══ 사용할 목록
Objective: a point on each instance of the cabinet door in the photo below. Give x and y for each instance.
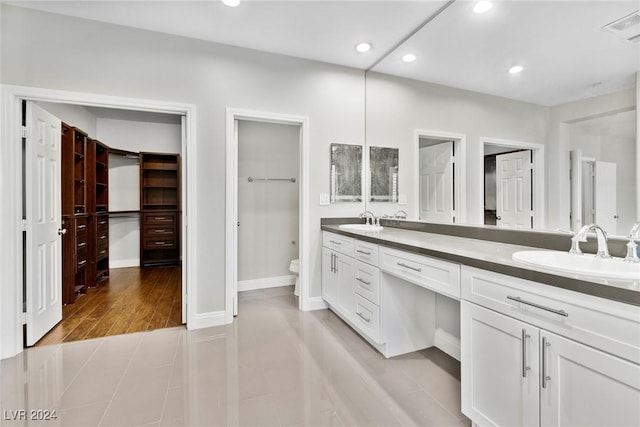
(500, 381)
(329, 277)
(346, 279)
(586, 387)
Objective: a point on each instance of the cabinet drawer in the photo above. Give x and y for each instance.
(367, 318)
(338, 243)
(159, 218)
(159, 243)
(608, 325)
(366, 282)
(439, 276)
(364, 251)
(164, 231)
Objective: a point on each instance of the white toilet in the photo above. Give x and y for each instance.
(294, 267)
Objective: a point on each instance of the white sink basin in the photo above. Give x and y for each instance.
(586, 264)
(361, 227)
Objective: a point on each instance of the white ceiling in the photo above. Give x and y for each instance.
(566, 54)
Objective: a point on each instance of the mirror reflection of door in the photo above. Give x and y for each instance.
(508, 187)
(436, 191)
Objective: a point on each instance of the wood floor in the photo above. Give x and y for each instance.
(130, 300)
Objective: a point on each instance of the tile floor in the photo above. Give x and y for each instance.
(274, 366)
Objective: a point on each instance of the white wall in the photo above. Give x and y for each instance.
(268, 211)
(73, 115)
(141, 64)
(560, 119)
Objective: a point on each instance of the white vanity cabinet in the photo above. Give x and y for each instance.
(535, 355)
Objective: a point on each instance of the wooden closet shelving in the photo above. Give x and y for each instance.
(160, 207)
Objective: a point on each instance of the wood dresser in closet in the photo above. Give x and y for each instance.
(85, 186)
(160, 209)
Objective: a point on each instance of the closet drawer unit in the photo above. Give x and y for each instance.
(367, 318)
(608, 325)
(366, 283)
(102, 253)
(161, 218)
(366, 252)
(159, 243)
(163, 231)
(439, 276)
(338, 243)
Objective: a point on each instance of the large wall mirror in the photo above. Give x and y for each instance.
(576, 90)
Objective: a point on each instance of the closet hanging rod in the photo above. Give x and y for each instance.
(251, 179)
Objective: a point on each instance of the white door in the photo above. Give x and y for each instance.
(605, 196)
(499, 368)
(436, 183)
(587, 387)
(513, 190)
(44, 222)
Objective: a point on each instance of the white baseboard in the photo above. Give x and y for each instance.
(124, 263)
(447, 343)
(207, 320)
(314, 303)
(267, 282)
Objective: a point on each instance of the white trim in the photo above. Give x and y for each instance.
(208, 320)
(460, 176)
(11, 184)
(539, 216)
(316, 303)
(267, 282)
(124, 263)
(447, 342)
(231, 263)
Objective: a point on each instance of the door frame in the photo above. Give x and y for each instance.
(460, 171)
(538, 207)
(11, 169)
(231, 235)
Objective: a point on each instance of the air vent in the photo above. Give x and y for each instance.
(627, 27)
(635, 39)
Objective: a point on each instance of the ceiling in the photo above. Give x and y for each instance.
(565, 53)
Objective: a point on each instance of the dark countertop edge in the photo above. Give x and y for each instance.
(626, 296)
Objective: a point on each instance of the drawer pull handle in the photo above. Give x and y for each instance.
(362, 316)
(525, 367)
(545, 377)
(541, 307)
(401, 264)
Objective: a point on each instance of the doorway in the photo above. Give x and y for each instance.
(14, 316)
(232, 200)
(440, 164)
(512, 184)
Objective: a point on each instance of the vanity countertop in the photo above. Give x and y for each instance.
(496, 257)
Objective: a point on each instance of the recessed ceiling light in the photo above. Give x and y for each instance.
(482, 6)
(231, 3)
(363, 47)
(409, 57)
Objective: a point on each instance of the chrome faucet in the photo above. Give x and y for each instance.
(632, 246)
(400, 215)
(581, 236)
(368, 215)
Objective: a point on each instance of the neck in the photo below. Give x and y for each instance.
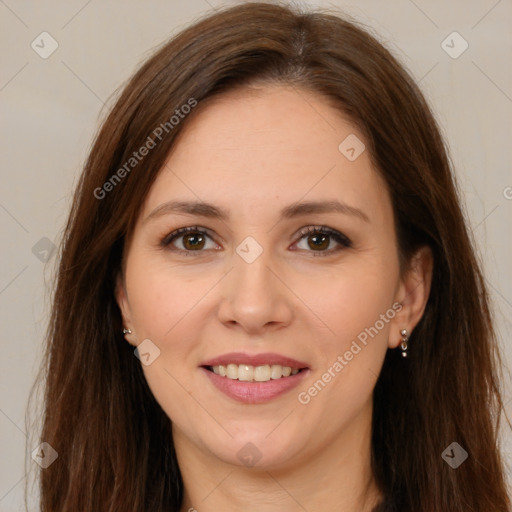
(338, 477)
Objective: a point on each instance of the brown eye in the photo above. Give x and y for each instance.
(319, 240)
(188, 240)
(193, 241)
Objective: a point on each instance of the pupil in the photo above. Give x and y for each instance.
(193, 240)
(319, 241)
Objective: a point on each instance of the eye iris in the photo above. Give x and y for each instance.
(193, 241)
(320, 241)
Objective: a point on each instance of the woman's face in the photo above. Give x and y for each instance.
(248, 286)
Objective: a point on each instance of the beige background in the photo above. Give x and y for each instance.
════
## 작업 지시
목록에서 "Objective: a point on each instance of the neck" 문구가 있는 줄부터 목록 끝까지를 요청 문장까지 모두 다시 쓰되, 답에 있는 좌표의 모든 숫자에 4를 더해 옮기세요. 사진은 답에 넣지 마세요.

## 전체 답변
Objective: a point on each instance of the neck in the photo below. Give x and y for each instance.
(342, 481)
Objective: a point on each instance of the brown eye in the photo above. Give x and y for each instance.
(323, 244)
(192, 244)
(197, 245)
Objective: a point on each instance of the pupil in the photo above. Give x and y for each instance.
(197, 244)
(323, 245)
Objective: a point on each instance of the eye iris in the photo above. Give x and y for each instance.
(197, 245)
(324, 245)
Objective: a point on each instance of the woman's face in the photo above. Give x and y for each instance.
(252, 290)
Objective: a point on each instance of the beige background in the photo above. Give x and y for each instance.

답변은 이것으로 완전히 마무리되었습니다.